#### [TEXTAUSZUG]
Die Geschichtensammlerin

Angela Klein fragt gerne: Wo ihre Deutschkursteilnehmer herkommen, wie es in deren Heimat gewesen ist und wie sich das Ankommen angefühlt hat. Mit einigen der Antworten hat sie nun ein Buch herausgegeben. »Ausgewundert« lautet der Titel. Zu lesen sind dort Geschichten übers Ankommen und die damit verbundene Verwunderung über die großen und über die kleinen Dinge.
Lehrbuchaufgaben sind meist recht systematisch. Grammatikübungen, Lückentexte, Hörverstehen. Manchmal jedoch gibt es kleine Schreibaufgaben: »Schreiben Sie einen Text über Ihre Heimatstadt, über Ihren Alltag, Hobbys « Bei solchen Aufgaben ist es Angela Klein in ihren Deutschkursen für zugewanderte Erwachsene immer wieder aufgefallen: »Es kamen oft kreative Texte heraus.« In Sprachkursen jeder Niveau-Stufe sei es immer wieder beeindruckend zu sehen, »was kleine und kleinste kreative Schreibanlässe in den Lernenden bewirken und hervorbringen: theatralische Fähigkeiten, poetische Ansätze, Erinnerungsschübe, ungeahnte Ausdrucksmöglichkeiten, Tränen, Lachen und und und.«
Mit der Zeit kam die Deutschkursleiterin auf eine Idee: »Die Geschichten, die ich höre, dürfen nicht im Kosmos verschwinden. Sie sind zu gut - auf ganz unterschiedliche Art.« Manche tragisch, andere »brüllend komisch«.

#### [BEREITGESTELLTE DATEN]
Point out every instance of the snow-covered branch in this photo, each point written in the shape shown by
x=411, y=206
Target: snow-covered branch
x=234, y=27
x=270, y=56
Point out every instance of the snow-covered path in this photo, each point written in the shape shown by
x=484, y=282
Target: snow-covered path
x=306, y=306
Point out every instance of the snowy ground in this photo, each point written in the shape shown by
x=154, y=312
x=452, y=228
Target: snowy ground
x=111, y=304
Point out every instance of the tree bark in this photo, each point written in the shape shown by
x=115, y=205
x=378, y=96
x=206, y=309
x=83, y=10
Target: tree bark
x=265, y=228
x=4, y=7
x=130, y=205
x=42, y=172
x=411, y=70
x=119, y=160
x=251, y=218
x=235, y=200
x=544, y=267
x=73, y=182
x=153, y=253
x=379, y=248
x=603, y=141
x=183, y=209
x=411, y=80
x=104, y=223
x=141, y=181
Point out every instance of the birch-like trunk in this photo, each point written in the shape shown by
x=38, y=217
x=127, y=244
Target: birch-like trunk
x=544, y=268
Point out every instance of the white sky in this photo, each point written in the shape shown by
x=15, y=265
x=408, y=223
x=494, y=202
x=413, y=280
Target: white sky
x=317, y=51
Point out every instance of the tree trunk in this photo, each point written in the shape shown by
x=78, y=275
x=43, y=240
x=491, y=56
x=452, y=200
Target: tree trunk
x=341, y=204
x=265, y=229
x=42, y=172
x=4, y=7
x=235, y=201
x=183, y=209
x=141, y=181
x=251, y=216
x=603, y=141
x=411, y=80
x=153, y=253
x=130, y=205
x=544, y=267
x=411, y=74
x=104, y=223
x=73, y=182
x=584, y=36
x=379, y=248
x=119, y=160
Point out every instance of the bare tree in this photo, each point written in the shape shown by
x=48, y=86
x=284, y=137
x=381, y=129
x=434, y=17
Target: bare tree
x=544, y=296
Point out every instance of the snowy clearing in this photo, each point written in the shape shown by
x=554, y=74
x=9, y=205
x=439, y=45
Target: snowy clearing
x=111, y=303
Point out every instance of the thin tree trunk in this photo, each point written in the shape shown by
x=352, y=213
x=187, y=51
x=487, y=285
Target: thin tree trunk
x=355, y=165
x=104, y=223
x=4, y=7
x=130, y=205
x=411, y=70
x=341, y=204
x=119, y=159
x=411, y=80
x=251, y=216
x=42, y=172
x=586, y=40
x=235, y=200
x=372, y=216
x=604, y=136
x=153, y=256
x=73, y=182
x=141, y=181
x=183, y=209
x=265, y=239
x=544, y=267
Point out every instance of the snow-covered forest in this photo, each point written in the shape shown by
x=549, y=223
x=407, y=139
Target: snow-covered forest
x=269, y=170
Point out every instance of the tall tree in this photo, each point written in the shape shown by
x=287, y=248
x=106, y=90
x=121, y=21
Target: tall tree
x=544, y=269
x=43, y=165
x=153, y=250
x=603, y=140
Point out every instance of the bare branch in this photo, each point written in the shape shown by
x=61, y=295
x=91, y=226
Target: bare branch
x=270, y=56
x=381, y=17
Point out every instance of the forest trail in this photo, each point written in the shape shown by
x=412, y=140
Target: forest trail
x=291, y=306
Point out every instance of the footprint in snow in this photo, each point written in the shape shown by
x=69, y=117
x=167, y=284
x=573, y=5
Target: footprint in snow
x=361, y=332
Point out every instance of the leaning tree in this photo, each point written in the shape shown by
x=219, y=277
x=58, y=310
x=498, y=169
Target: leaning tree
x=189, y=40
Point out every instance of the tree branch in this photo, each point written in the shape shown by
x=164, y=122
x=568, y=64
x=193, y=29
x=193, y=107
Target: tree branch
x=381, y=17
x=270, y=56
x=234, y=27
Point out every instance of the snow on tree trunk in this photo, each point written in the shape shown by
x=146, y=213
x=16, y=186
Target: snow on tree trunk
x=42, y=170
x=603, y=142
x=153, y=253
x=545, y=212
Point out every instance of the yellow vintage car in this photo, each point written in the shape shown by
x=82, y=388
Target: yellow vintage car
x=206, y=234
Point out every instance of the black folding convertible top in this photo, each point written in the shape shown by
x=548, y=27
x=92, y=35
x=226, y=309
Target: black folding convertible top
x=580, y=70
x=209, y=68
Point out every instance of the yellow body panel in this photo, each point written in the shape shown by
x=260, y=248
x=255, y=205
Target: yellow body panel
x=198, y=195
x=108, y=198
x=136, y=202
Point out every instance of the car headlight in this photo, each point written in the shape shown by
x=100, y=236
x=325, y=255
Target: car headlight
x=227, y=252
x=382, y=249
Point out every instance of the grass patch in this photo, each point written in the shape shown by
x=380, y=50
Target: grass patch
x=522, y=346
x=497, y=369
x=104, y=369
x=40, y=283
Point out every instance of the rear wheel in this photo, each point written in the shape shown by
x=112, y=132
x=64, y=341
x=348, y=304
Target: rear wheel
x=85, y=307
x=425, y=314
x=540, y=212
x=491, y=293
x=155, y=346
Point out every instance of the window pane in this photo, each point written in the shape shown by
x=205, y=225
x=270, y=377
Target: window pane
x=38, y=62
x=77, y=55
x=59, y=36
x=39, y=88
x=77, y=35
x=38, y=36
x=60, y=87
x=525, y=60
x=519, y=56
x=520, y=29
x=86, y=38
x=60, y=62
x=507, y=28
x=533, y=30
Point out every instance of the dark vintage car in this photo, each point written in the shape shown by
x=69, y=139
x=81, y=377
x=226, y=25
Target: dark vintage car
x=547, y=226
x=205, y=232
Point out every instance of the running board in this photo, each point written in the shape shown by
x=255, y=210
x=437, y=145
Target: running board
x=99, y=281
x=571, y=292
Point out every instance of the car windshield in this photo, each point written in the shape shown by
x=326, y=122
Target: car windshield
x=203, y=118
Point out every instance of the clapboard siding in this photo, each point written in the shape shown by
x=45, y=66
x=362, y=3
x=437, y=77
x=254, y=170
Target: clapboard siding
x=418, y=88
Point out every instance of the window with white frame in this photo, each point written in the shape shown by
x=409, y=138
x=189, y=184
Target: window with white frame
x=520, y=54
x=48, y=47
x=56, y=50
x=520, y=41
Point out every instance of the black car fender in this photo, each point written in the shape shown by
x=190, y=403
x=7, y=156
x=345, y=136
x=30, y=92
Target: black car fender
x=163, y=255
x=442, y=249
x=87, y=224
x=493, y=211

#### [ZU LÖSENDE AUFGABE]
Fahre mit dem Text über die Geschichtensammlerin nach seinem letzten Satz fort. Die Einträge spielen hierfür keine Rolle.

#### [ENDGÜLTIGE ANTWORT]
Angela Klein lebte und unterrichtete damals in der Wetterau und fragte in ihren Deutschkursen an der VHS, wer Lust hätte, sich im Schreiben eines längeren Textes zu versuchen. Das Thema: die Zeit vor der Ankunft in Deutschland. Sieben Frauen (»Es ist Zufall, dass es nur Frauen sind«) sagten ja, schrieben Texte, die 2014 als Buch »Übergestern« beim Engelsdorfer Verlag (Leipzig) erschienen sind.
Nun ist quasi die Fortsetzung erschienen - auch wieder von Angela Klein initiiert und organisiert. Eine Fortsetzung, weil es diesmal um die ersten Tage und Wochen in Deutschland geht. Und übers Wundern - zum Beispiel darüber, wieso in Deutschland die Grashalme zwischen den Pflastersteinen herausgezupft werden. Das Buch heißt »Ausgewundert«. Angela Klein, die inzwischen im Kreis Heilbronn lebt und dort Deutsch unterrichtet, hat es im Selbstverlag herausgegeben. Sechs Frauen aus fünf Ländern erzählen darin über ihre erste Zeit in Deutschland - drei von ihnen haben bereits für »Übergestern« geschrieben.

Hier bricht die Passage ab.